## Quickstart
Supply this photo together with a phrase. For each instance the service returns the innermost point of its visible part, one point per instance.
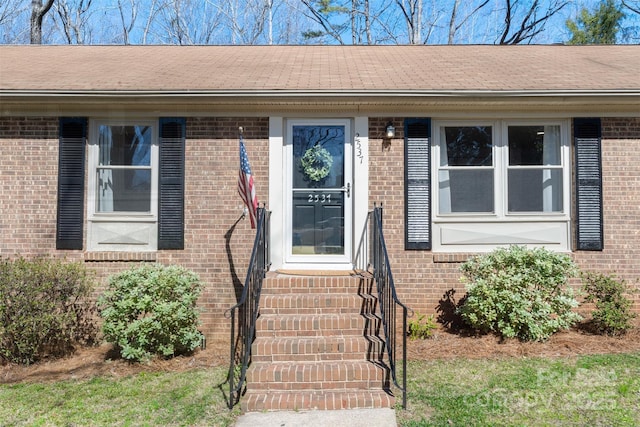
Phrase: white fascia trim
(390, 93)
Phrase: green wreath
(316, 163)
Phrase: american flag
(245, 185)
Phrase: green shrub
(422, 326)
(612, 315)
(45, 308)
(519, 293)
(151, 310)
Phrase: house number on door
(319, 198)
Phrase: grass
(590, 390)
(193, 398)
(584, 391)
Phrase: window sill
(102, 256)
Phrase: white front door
(318, 182)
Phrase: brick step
(343, 375)
(292, 325)
(283, 284)
(308, 349)
(310, 304)
(316, 400)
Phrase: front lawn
(601, 390)
(570, 391)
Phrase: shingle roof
(318, 69)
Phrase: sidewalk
(384, 417)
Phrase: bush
(612, 315)
(519, 293)
(151, 310)
(422, 327)
(44, 308)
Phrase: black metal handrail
(388, 300)
(247, 309)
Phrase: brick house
(491, 145)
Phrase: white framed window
(501, 182)
(122, 190)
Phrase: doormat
(317, 272)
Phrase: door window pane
(318, 196)
(318, 156)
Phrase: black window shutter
(589, 223)
(71, 160)
(417, 173)
(171, 188)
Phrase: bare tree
(12, 28)
(248, 20)
(38, 11)
(412, 12)
(74, 18)
(183, 22)
(523, 27)
(455, 25)
(321, 12)
(128, 22)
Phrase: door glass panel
(318, 190)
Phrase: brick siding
(218, 241)
(424, 279)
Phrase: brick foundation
(218, 240)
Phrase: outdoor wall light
(390, 131)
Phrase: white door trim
(278, 192)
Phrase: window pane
(326, 144)
(125, 145)
(535, 190)
(466, 191)
(124, 190)
(534, 145)
(467, 146)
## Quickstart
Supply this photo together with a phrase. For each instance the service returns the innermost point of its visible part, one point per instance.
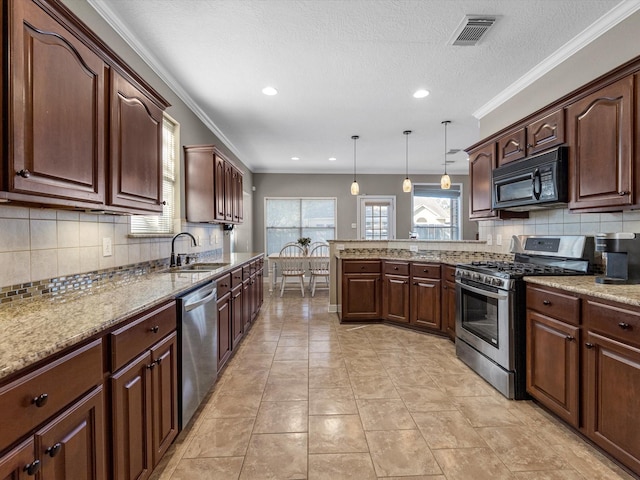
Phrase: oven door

···

Reproduce each record above by retyping it exactly; omit all images.

## Quickstart
Supply this photo together with a phrase. For each instance the service returns the innermost point of its visible part, one point per instance.
Phrase: white fascia trim
(390, 93)
Phrase: green wreath
(316, 163)
Phrase: american flag
(245, 185)
Phrase: green shrub
(422, 326)
(612, 315)
(45, 308)
(519, 293)
(151, 310)
Phrase: house number on door
(319, 198)
Phrase: grass
(590, 390)
(193, 398)
(584, 391)
Phrase: window sill
(102, 256)
Phrase: white front door
(318, 182)
Phrase: brick step
(343, 375)
(292, 325)
(283, 284)
(308, 349)
(310, 304)
(316, 400)
Phrase: front lawn
(601, 390)
(570, 391)
Phrase: shingle roof
(318, 69)
Phrase: sidewalk
(384, 417)
Phrase: bush
(612, 315)
(519, 293)
(151, 310)
(422, 327)
(44, 308)
Phrase: black metal handrail
(388, 300)
(247, 309)
Phrase: brick house
(491, 145)
Phrase: white framed window
(501, 182)
(122, 190)
Phrase: doormat
(317, 272)
Phrase: door window pane
(318, 196)
(318, 156)
Phrase: black window shutter
(589, 223)
(71, 160)
(417, 173)
(171, 188)
Phrase: bare tree
(12, 28)
(248, 20)
(38, 11)
(412, 12)
(74, 18)
(183, 22)
(523, 27)
(455, 25)
(321, 12)
(128, 22)
Phrase: door glass panel
(318, 190)
Phrase: brick siding
(218, 241)
(424, 279)
Phrase: brick foundation
(218, 240)
Phrase: outdoor wall light
(390, 131)
Phrase: white door trim
(278, 192)
Phrase: window pane
(326, 144)
(125, 145)
(535, 190)
(466, 191)
(124, 190)
(534, 145)
(467, 146)
## Quickstart
Supply this photo together with a phrase. For each instance the service returns the innermost point of its visible part, one point per instance.
Phrase: oven door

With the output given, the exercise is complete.